Segment Open
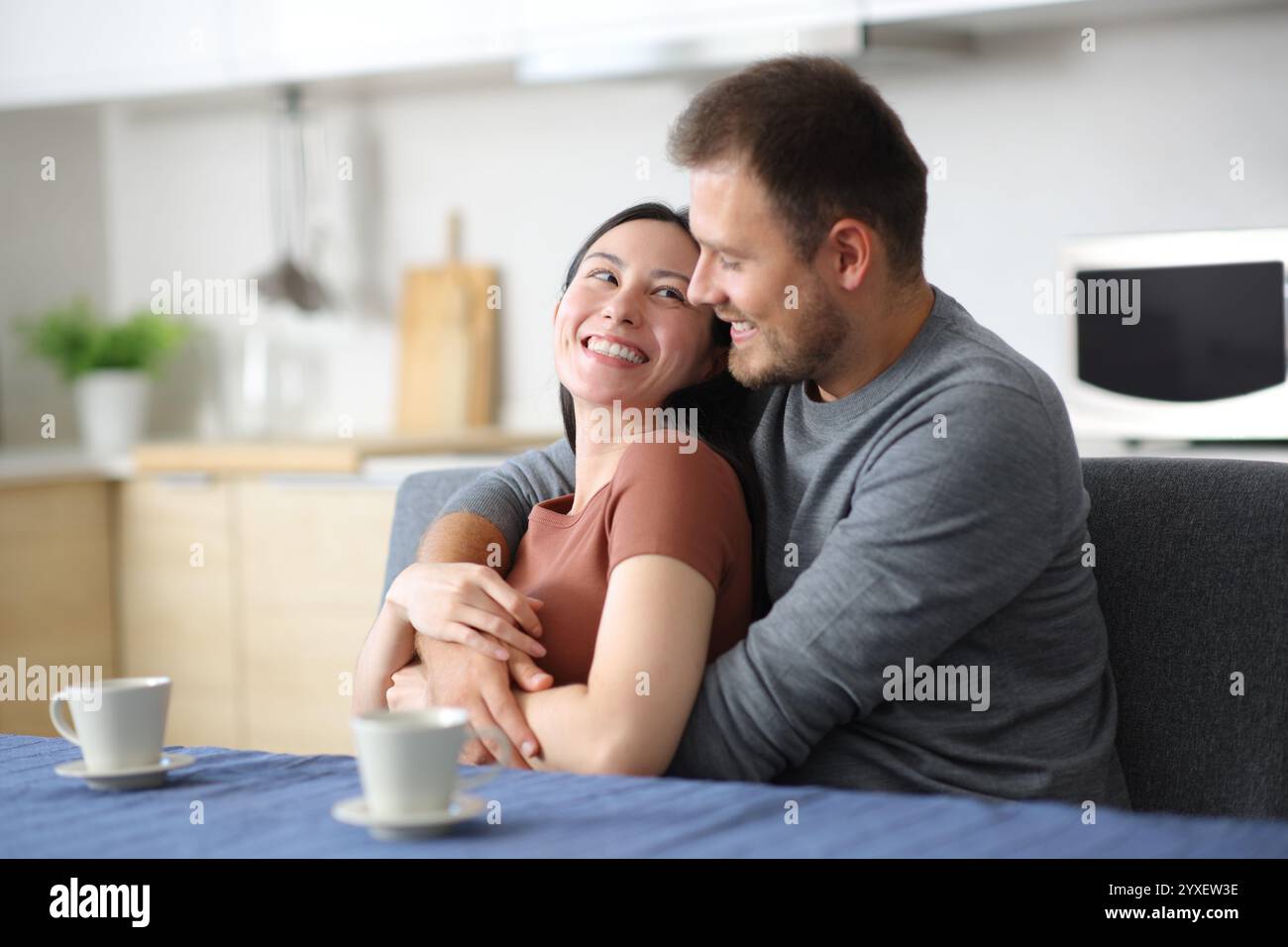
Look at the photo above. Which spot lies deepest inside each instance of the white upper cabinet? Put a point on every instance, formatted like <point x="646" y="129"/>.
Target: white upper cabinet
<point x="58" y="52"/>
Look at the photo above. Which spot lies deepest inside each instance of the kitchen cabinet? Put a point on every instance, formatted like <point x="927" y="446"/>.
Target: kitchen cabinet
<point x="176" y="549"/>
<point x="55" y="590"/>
Segment Closed
Segment Open
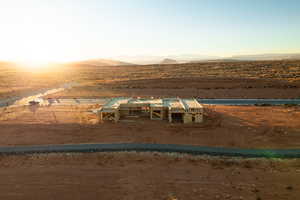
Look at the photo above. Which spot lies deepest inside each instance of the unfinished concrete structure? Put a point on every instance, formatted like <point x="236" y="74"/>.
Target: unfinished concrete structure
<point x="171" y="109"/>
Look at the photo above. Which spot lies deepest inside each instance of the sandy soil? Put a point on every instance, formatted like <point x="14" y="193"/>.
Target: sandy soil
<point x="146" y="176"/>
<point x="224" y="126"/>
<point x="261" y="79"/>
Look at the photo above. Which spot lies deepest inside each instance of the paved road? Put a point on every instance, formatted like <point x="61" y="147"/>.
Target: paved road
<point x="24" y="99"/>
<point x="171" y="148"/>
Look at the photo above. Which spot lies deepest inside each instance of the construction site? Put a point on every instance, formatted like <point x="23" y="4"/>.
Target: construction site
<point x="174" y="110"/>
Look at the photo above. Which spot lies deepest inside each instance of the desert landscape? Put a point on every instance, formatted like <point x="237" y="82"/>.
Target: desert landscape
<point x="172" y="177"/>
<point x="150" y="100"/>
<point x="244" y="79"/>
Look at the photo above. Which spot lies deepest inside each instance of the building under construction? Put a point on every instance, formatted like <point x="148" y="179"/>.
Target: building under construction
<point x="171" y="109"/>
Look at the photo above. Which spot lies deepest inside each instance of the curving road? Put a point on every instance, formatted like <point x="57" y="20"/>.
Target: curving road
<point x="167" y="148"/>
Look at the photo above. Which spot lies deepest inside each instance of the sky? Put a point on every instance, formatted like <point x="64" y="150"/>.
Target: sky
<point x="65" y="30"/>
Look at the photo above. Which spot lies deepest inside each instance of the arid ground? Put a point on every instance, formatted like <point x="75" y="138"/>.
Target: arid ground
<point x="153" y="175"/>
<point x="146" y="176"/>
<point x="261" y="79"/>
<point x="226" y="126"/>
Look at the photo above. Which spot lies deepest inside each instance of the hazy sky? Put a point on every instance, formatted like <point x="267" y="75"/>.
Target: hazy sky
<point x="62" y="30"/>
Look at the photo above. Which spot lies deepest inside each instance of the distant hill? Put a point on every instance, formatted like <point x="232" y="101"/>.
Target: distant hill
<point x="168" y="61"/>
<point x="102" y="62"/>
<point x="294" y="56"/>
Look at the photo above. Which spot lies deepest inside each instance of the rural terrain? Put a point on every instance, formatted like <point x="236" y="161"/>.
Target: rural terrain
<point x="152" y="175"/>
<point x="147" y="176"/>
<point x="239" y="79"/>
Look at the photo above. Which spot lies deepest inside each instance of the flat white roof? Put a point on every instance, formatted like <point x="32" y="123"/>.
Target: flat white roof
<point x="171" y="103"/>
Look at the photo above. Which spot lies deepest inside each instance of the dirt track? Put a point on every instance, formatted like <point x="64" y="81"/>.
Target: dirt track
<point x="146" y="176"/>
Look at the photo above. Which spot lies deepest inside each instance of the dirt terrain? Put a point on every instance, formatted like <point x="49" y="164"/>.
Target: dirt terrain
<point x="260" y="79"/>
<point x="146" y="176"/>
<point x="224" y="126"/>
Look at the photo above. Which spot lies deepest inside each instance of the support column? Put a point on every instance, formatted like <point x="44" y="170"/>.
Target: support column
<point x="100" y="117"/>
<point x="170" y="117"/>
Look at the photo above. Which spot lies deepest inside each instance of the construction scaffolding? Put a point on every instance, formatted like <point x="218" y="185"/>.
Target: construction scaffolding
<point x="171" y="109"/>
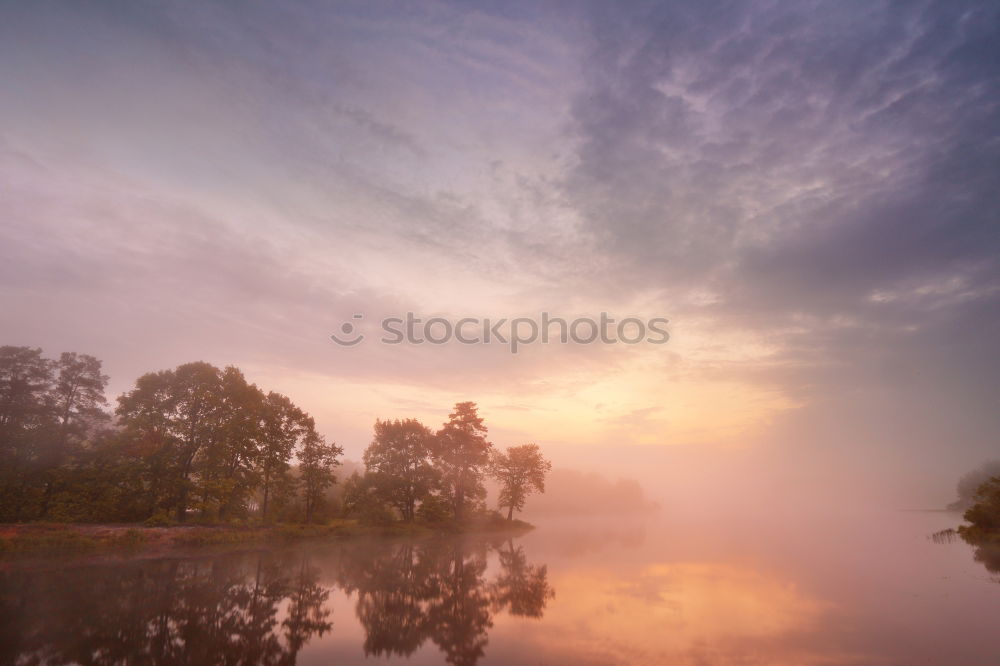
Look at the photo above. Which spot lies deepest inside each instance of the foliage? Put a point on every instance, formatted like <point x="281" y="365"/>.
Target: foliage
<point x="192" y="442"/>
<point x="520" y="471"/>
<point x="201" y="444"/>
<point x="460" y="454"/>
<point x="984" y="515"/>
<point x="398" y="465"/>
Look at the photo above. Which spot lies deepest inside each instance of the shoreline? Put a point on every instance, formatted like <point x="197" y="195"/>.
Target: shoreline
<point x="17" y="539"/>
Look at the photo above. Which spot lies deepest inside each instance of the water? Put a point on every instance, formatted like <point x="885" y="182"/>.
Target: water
Segment Closed
Segment Open
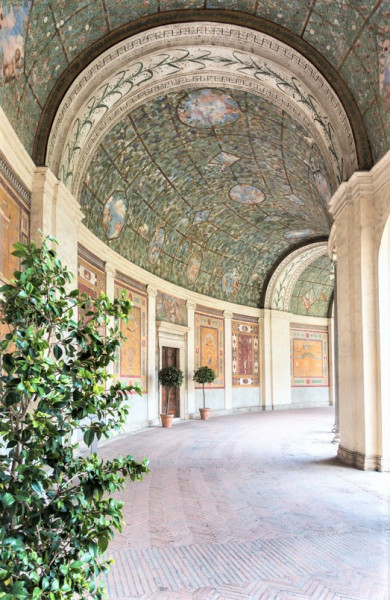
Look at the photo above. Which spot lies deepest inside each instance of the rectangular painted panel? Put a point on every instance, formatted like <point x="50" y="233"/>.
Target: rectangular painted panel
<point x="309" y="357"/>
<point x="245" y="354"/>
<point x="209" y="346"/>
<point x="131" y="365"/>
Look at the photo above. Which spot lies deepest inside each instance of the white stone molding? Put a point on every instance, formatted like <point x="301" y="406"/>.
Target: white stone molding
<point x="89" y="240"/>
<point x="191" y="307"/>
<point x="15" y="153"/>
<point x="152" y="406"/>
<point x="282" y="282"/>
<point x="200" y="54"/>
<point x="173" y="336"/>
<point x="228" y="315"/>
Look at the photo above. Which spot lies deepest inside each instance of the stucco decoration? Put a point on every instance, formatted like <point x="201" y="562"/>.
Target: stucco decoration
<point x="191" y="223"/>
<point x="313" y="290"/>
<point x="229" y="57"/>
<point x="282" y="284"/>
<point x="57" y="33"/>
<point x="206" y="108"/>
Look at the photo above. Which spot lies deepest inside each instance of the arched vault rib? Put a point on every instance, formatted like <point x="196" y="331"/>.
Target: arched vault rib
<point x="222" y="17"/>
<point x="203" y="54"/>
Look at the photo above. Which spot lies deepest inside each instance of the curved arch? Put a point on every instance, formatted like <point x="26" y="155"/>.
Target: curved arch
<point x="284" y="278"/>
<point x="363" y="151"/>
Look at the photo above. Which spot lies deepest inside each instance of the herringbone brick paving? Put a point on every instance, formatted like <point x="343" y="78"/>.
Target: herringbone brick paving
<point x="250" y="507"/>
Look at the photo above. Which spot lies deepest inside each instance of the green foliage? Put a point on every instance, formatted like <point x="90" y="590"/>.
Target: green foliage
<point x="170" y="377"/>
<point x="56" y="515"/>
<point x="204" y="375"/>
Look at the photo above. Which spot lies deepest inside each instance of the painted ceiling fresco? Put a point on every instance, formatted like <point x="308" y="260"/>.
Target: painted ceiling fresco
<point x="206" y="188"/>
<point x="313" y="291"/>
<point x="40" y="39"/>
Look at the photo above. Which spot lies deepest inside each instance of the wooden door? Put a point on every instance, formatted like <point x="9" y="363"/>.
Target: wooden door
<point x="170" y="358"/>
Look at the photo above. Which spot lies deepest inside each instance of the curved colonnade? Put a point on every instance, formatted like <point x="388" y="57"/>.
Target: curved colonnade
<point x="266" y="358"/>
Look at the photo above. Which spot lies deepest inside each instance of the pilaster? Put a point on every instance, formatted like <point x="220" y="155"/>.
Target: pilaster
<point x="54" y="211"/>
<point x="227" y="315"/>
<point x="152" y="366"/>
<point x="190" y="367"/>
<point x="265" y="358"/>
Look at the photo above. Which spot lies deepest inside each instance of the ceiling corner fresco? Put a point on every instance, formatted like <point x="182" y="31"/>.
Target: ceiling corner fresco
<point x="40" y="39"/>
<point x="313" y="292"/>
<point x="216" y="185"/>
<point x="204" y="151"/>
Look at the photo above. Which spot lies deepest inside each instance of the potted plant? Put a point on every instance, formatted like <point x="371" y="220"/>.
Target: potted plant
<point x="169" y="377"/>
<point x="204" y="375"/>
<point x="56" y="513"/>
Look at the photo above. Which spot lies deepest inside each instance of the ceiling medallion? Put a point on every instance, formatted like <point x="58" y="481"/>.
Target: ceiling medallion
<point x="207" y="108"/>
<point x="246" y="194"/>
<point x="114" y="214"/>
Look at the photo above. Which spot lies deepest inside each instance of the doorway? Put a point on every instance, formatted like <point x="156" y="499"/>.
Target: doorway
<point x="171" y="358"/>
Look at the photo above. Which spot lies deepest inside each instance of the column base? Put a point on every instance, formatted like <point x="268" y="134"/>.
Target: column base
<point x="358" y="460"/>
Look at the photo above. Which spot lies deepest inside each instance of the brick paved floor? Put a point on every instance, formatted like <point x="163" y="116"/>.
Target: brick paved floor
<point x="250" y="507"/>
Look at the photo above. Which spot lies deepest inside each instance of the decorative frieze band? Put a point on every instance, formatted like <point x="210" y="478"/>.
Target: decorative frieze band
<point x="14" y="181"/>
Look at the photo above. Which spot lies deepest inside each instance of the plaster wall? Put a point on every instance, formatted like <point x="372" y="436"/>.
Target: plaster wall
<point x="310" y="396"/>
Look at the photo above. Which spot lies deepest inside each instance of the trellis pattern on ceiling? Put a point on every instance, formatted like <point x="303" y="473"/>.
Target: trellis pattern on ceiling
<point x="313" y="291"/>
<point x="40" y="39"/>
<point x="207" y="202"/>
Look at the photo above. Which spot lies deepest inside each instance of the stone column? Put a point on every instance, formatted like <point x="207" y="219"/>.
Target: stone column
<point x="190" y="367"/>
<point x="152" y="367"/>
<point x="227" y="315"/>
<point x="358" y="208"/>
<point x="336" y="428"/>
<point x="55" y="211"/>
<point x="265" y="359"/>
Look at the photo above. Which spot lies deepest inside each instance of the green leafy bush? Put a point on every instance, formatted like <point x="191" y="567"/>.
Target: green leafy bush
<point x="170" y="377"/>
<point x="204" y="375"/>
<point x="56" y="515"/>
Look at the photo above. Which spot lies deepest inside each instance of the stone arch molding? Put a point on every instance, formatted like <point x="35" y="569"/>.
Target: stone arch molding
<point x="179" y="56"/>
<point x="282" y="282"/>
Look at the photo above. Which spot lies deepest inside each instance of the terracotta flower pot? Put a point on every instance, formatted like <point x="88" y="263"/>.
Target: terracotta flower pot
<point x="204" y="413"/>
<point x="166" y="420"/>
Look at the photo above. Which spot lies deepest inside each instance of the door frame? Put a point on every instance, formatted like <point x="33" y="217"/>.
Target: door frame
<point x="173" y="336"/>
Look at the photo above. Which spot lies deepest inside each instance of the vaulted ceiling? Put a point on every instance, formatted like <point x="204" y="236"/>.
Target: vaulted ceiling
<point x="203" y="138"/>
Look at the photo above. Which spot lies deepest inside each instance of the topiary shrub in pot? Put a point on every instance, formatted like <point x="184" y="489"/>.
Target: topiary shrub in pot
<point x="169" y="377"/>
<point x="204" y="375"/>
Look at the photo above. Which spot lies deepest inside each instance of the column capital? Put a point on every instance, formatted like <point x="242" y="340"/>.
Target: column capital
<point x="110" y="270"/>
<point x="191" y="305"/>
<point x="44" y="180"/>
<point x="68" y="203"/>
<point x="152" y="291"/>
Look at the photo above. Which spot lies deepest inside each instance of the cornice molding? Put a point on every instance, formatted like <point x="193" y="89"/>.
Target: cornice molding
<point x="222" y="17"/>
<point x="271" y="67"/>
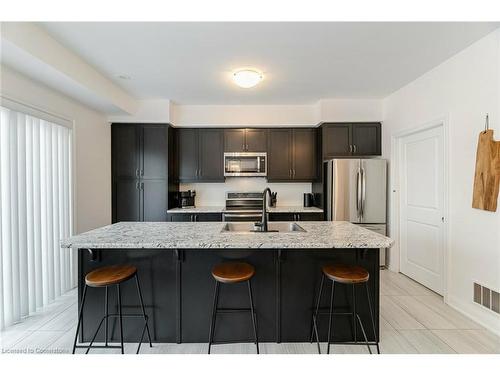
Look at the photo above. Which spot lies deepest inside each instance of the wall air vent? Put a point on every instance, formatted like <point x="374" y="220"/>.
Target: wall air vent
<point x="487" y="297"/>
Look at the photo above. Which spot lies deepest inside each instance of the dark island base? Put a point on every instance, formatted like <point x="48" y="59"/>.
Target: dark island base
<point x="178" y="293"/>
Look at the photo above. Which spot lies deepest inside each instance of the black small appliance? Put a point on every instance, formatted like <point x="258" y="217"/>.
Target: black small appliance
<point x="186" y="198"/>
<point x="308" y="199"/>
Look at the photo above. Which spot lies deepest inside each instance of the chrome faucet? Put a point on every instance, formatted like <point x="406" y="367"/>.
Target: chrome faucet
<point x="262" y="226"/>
Segment Closed
How to complete this task:
Which of the lines in the data contain the string "water"? Return each one.

Result for this exercise:
Look at the photo above. Which spot lies deepest inside each instance of the water? Put a point on every instance, formatted like <point x="885" y="182"/>.
Target: water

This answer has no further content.